Collection entries:
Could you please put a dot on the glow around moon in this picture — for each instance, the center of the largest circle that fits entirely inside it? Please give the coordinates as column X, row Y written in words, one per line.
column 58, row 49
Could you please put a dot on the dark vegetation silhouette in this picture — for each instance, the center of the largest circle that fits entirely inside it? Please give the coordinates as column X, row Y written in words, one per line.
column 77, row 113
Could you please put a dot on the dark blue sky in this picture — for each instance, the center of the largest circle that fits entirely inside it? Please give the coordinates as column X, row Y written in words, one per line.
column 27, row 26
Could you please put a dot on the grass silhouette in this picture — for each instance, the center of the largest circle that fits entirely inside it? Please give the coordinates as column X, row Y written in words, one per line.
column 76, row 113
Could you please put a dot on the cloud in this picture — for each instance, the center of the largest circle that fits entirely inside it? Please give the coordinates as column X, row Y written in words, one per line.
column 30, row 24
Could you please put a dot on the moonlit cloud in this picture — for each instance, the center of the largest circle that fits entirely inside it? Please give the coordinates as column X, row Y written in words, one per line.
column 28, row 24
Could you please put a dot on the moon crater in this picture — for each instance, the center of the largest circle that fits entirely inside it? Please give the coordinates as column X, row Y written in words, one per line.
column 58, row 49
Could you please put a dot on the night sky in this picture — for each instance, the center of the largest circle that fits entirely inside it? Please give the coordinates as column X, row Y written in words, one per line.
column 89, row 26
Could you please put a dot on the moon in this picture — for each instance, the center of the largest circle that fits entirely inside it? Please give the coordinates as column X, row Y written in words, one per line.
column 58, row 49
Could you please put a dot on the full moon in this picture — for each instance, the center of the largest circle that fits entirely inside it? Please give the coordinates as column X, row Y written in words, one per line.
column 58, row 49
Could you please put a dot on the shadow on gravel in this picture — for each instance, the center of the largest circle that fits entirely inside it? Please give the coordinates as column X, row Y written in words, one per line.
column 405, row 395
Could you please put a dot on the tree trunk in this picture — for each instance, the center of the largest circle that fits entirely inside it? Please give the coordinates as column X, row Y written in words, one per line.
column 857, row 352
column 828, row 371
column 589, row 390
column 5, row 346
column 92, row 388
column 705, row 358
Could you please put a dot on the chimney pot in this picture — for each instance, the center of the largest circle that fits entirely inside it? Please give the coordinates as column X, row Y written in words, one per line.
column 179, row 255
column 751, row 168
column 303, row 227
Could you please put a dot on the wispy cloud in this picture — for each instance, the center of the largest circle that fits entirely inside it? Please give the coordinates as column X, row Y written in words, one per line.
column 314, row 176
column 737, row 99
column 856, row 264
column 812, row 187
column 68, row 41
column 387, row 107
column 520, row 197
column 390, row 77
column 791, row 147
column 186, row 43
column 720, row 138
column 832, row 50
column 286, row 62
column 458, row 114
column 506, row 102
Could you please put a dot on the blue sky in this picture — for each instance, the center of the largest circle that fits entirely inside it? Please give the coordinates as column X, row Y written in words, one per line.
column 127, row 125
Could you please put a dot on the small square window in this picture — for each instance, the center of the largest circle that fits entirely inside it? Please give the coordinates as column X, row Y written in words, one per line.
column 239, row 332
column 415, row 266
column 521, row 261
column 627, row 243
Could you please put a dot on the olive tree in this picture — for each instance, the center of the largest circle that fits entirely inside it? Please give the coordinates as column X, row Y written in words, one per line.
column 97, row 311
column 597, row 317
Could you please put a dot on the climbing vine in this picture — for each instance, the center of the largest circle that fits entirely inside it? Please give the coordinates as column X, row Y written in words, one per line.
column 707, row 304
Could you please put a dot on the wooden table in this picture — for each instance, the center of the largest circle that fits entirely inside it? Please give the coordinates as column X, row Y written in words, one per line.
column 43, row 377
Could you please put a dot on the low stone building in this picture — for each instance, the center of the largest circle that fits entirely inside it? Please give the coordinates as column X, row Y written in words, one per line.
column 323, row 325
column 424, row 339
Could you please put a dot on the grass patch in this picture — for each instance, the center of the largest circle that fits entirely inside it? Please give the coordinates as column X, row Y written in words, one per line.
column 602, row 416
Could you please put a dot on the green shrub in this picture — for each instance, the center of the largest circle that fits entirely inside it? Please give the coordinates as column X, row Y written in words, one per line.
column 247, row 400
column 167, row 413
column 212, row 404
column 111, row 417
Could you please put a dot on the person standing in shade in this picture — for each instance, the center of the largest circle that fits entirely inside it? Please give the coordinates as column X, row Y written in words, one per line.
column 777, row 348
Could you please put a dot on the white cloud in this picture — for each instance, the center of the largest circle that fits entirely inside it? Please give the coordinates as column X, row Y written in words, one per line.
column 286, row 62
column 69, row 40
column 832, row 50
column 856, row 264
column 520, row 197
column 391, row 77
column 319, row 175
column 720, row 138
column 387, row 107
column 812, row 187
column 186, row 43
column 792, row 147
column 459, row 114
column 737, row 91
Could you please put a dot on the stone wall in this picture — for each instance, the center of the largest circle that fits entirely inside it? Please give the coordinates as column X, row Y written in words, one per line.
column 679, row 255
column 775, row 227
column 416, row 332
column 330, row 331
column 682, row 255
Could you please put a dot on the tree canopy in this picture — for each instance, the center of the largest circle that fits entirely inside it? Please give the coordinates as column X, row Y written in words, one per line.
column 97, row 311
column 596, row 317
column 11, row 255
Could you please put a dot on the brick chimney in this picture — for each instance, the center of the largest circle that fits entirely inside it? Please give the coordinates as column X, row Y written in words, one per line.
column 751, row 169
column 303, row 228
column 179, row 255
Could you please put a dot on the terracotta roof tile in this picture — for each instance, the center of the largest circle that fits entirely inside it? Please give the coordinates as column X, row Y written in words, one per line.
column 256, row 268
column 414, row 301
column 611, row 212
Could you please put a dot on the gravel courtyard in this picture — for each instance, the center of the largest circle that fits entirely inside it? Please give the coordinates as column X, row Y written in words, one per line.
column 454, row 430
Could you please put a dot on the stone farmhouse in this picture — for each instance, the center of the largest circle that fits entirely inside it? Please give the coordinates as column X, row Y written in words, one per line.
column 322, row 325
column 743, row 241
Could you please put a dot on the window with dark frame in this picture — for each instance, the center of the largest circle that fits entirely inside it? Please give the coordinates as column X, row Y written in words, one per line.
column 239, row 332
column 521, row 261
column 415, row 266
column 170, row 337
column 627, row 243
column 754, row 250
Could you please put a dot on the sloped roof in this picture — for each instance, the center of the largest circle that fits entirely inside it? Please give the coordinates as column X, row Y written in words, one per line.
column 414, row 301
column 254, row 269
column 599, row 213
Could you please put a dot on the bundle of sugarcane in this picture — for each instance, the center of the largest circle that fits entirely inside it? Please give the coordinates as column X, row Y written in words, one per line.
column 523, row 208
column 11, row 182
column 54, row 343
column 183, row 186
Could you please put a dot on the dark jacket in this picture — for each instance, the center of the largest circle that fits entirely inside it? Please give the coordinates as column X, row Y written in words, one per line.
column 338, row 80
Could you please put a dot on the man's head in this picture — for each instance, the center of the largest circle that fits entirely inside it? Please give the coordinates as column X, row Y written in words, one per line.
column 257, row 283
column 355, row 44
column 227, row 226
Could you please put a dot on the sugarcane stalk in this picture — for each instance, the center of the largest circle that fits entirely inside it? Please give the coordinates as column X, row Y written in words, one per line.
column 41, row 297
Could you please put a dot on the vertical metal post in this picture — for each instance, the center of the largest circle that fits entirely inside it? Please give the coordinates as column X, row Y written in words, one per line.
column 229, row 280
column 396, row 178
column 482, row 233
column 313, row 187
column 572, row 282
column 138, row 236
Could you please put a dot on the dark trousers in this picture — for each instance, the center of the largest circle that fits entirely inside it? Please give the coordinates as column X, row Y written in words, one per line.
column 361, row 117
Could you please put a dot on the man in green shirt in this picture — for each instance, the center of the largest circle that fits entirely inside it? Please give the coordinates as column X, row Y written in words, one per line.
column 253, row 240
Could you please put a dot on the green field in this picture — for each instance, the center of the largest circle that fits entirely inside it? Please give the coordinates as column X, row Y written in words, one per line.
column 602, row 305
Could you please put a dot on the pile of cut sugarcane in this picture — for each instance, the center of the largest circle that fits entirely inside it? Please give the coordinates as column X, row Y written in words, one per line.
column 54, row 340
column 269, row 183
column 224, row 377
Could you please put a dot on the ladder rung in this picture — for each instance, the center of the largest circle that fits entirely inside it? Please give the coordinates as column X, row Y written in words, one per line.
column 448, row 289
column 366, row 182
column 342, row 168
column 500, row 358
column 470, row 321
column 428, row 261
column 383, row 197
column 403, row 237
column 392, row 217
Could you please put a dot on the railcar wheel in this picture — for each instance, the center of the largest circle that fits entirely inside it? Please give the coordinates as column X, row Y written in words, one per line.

What you need to do ::
Set down only the lines running from the line with "Could you please put a dot on the green field" to the end of the entries above, both included, exactly as they stand.

Problem solution ::
Could you please put a dot on the green field in this picture — for each instance, the center of the largest circle that fits entirely inside it? Please give the coordinates as column X, row Y written in words, one per line.
column 602, row 305
Could you please put a dot on the pile of cut sugarcane in this picture — for each instance, the center of the largest circle that fits entirely inside it? Please give the coordinates as column X, row Y written in words, one per line.
column 54, row 340
column 269, row 183
column 224, row 377
Could you please put a dot on the ladder rung in this picture — for each instance, the center of the largest circle that fits entirely inside it? Please give the coordinates as column X, row Y written in words, one per line.
column 448, row 289
column 366, row 182
column 342, row 168
column 500, row 358
column 470, row 321
column 428, row 261
column 383, row 197
column 403, row 237
column 392, row 217
Could you please put a dot on the railcar wheel in this picture — for each instance, the center of the largest circle that fits entirely inside it? Please give the coordinates as column X, row Y written in words, one per line.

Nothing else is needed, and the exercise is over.